> _DATA EXCERPTS_:
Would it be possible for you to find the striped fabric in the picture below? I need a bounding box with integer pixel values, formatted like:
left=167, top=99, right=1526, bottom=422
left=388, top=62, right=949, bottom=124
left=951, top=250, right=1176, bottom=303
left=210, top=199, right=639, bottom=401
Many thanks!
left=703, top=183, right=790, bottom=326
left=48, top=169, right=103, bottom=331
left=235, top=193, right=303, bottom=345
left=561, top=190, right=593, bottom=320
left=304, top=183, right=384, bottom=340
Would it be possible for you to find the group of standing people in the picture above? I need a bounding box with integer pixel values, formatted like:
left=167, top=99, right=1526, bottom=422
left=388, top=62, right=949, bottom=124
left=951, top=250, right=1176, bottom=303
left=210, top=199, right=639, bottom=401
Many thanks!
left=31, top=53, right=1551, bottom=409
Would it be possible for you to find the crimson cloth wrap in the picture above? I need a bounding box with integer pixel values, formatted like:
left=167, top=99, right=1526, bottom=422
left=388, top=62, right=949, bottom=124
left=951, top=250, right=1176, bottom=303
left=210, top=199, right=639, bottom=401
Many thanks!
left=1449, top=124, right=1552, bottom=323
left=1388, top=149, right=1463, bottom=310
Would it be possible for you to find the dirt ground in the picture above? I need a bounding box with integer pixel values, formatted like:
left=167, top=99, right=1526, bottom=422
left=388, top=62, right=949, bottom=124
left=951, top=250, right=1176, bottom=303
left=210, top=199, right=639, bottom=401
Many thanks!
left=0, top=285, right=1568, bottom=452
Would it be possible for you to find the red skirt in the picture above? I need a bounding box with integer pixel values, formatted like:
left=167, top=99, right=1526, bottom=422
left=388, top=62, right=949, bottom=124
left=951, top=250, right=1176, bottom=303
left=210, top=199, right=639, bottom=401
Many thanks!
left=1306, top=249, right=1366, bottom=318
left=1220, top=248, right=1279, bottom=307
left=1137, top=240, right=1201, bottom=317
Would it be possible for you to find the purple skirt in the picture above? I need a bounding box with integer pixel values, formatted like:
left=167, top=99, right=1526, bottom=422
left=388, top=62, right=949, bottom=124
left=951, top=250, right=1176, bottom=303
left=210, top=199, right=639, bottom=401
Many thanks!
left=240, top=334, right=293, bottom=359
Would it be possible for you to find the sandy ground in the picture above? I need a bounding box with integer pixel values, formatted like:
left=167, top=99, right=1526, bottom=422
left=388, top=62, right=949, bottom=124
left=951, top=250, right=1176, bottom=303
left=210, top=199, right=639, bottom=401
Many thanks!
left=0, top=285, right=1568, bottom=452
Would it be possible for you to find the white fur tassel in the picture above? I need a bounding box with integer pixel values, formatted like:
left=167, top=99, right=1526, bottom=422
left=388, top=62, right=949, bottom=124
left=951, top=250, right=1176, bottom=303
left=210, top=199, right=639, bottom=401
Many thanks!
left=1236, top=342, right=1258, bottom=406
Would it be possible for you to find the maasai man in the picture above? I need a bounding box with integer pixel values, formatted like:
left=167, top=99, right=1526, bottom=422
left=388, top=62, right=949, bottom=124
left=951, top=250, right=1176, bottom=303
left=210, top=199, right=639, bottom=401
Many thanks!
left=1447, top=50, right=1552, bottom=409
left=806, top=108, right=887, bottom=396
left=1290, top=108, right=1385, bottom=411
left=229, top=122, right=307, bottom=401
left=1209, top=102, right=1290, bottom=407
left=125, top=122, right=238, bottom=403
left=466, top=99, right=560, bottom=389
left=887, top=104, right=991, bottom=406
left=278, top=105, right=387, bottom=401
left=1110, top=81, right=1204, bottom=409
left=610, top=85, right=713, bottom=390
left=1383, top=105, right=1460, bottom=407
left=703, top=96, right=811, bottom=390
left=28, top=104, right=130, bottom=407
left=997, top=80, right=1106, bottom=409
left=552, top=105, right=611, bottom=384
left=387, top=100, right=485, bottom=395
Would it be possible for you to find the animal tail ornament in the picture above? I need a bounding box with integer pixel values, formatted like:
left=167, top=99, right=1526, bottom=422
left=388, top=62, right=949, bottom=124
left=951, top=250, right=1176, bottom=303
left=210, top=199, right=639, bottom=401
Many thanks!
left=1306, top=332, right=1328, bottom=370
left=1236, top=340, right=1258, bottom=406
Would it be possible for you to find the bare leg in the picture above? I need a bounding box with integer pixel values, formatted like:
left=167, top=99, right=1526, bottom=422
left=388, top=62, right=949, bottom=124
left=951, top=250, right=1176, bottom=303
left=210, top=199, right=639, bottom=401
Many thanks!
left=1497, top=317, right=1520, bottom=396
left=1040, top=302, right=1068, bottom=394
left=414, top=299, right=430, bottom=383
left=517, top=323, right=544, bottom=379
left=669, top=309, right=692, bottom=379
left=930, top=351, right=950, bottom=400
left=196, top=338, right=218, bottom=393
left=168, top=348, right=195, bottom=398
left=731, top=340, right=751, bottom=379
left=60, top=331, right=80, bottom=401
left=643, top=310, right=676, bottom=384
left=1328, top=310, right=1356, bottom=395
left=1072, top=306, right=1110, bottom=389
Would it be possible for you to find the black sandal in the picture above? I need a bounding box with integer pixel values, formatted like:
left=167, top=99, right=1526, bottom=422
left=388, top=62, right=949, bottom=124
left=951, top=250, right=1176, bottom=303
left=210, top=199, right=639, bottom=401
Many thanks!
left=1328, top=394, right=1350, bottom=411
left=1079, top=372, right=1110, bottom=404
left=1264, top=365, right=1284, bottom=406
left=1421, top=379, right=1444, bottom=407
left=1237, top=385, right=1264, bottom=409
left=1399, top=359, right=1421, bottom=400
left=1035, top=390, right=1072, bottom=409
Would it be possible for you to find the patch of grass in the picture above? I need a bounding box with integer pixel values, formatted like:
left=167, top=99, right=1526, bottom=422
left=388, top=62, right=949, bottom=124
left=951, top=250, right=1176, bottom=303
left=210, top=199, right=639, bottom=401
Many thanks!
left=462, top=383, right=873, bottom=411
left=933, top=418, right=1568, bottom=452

> _REQUIRED TASK_:
Reproduce the part of the listing that runs from its first line through the line containing "left=31, top=53, right=1551, bottom=409", both ends included, and nothing beyond it. Keep the requests and their format samples unchanged, but multiply each bounding-box coordinate in the answers by 0.55 and round it to a whole number, with halves rounded up.

> _RESPONSE TO THE TASK_:
Would it be possible for you to find the striped fabric in the picture below? I need a bounding box with integer pixel values, formatted like:
left=167, top=99, right=1526, bottom=422
left=388, top=62, right=949, bottom=124
left=951, top=250, right=1176, bottom=303
left=210, top=199, right=639, bottom=401
Many thanks!
left=387, top=101, right=435, bottom=179
left=26, top=93, right=57, bottom=182
left=129, top=106, right=167, bottom=190
left=309, top=105, right=326, bottom=176
left=167, top=101, right=211, bottom=187
Would it be possible for you to find the group of standing people in the picture above? I need a bounding box with integer pixel values, formatted like:
left=167, top=99, right=1526, bottom=422
left=388, top=62, right=949, bottom=124
left=951, top=250, right=1176, bottom=303
left=210, top=199, right=639, bottom=401
Many thanks!
left=17, top=29, right=853, bottom=225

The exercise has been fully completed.